◆ WORK TO BE COMPLETED
Copy the stretch of the data below from the line containing "Indicate the bicycle" through the end of the data, with both ends included. Leave the pictures out.

◆ SOURCE MATERIAL
-------
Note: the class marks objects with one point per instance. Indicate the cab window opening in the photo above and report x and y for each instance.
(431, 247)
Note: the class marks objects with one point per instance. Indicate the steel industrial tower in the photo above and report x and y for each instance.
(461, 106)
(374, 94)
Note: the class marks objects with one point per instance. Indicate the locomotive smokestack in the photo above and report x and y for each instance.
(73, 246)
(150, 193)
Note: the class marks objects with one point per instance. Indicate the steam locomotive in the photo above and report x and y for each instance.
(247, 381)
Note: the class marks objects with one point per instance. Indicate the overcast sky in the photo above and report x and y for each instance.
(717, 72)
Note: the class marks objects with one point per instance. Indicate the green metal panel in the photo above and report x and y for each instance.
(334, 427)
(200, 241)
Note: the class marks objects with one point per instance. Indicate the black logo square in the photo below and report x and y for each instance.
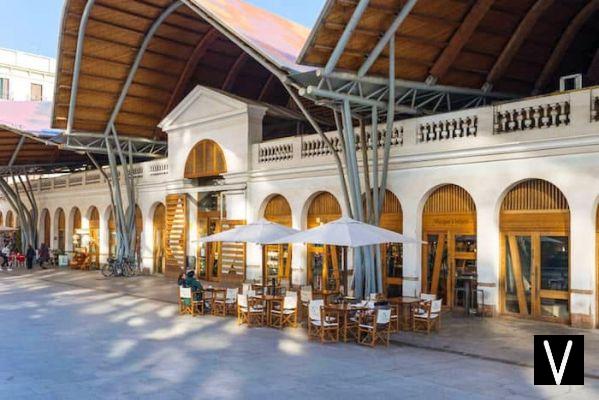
(559, 359)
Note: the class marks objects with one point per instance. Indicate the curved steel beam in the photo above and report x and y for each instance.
(234, 71)
(77, 64)
(564, 43)
(142, 50)
(509, 51)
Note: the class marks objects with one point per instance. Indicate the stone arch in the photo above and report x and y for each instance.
(60, 229)
(449, 256)
(206, 159)
(45, 230)
(534, 223)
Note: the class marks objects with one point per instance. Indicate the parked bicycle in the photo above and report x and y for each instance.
(125, 267)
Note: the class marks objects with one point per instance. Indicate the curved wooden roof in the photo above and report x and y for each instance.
(516, 46)
(26, 121)
(187, 50)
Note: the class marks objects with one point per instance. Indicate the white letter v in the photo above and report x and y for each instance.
(558, 375)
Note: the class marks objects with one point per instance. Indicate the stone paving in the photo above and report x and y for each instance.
(64, 341)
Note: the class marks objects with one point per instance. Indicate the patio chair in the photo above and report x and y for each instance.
(187, 302)
(305, 298)
(287, 315)
(428, 296)
(428, 315)
(225, 305)
(247, 312)
(375, 327)
(246, 288)
(322, 324)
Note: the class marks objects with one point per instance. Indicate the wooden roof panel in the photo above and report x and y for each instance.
(173, 64)
(438, 21)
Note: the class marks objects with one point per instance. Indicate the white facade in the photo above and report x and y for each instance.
(22, 70)
(486, 157)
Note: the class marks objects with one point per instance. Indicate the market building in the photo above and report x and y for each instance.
(493, 142)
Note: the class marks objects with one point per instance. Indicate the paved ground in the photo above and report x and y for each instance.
(61, 341)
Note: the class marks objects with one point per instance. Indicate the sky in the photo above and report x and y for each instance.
(32, 25)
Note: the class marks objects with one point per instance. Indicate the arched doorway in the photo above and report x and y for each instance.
(206, 159)
(46, 231)
(94, 235)
(392, 253)
(277, 258)
(324, 262)
(535, 240)
(10, 219)
(159, 226)
(76, 232)
(218, 261)
(60, 229)
(449, 257)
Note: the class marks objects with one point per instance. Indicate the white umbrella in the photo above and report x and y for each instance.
(259, 232)
(347, 232)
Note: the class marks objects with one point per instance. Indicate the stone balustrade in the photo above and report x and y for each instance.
(531, 117)
(555, 116)
(277, 152)
(447, 129)
(146, 170)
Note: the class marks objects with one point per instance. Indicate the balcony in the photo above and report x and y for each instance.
(545, 122)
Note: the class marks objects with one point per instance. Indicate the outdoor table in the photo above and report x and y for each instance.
(344, 311)
(407, 305)
(214, 292)
(270, 301)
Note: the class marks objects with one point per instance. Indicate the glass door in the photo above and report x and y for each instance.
(518, 274)
(554, 278)
(437, 266)
(277, 263)
(324, 268)
(537, 276)
(393, 266)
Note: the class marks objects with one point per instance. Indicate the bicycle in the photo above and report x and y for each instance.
(125, 268)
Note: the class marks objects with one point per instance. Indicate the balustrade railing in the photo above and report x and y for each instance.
(452, 128)
(532, 117)
(277, 152)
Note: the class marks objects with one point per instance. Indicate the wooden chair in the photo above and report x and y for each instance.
(226, 304)
(187, 302)
(395, 317)
(374, 327)
(247, 312)
(322, 324)
(428, 315)
(305, 299)
(287, 314)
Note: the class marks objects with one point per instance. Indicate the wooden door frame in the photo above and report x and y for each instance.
(536, 292)
(386, 279)
(208, 216)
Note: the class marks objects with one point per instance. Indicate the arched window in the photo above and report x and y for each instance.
(535, 240)
(277, 264)
(324, 262)
(449, 259)
(205, 160)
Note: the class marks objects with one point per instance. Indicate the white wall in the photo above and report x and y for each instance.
(23, 69)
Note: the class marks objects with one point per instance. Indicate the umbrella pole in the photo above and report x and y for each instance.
(345, 272)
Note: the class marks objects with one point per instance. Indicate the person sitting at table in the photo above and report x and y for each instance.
(181, 279)
(194, 284)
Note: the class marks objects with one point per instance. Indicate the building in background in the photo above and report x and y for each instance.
(26, 77)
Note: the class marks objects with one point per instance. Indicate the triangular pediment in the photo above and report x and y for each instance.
(200, 106)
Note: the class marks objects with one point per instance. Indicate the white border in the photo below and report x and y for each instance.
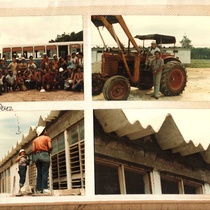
-------
◆ EXERCISE OUTPUT
Note: the class marks objects with one point per instance. Indicate the bicycle in the photo above and report x and y for each instance.
(125, 268)
Note: the class marks objects with one point per instance. Indicate the balustrade railing in the photo above and report x and y for each instance.
(452, 128)
(532, 117)
(277, 152)
Note: the class marks objects with one point per instance. Indicate the wooden chair in the photo above and report x and y for each instance.
(226, 304)
(187, 302)
(395, 317)
(374, 327)
(247, 312)
(322, 324)
(428, 315)
(305, 299)
(287, 314)
Note: the class marks objects with one point per instance. Indicate the wooden door frame in the photo above and report x and y for each instance.
(536, 292)
(386, 279)
(208, 216)
Note: the class marks objects with one point per instance. Indicate the arched window in the photo above and report x and y for each instance.
(535, 240)
(277, 264)
(324, 262)
(449, 259)
(205, 160)
Note: the class marks objects with one point per instance. Indicate the white wall in the photo above and report x and y for each instance.
(23, 69)
Note: the class marks objects with one point per instance. Indicate the umbrella pole in the photo above and report x and y for each instance.
(345, 272)
Note: the class marks objects with one point per instance. Indicate the person sitting at table in the photo above and report x and y for each instance.
(181, 279)
(194, 284)
Note: the class marks objects with one point per instance. Indicate the building in background in the photo above and report x and y for each instance.
(26, 77)
Note: the class marks objects with one point per instance. Indicate the triangular pediment in the photo above and report x and y for each instance.
(200, 106)
Note: the class marks objects with one point per instance. Indicate the white border in the photo below and report x and y for each instance.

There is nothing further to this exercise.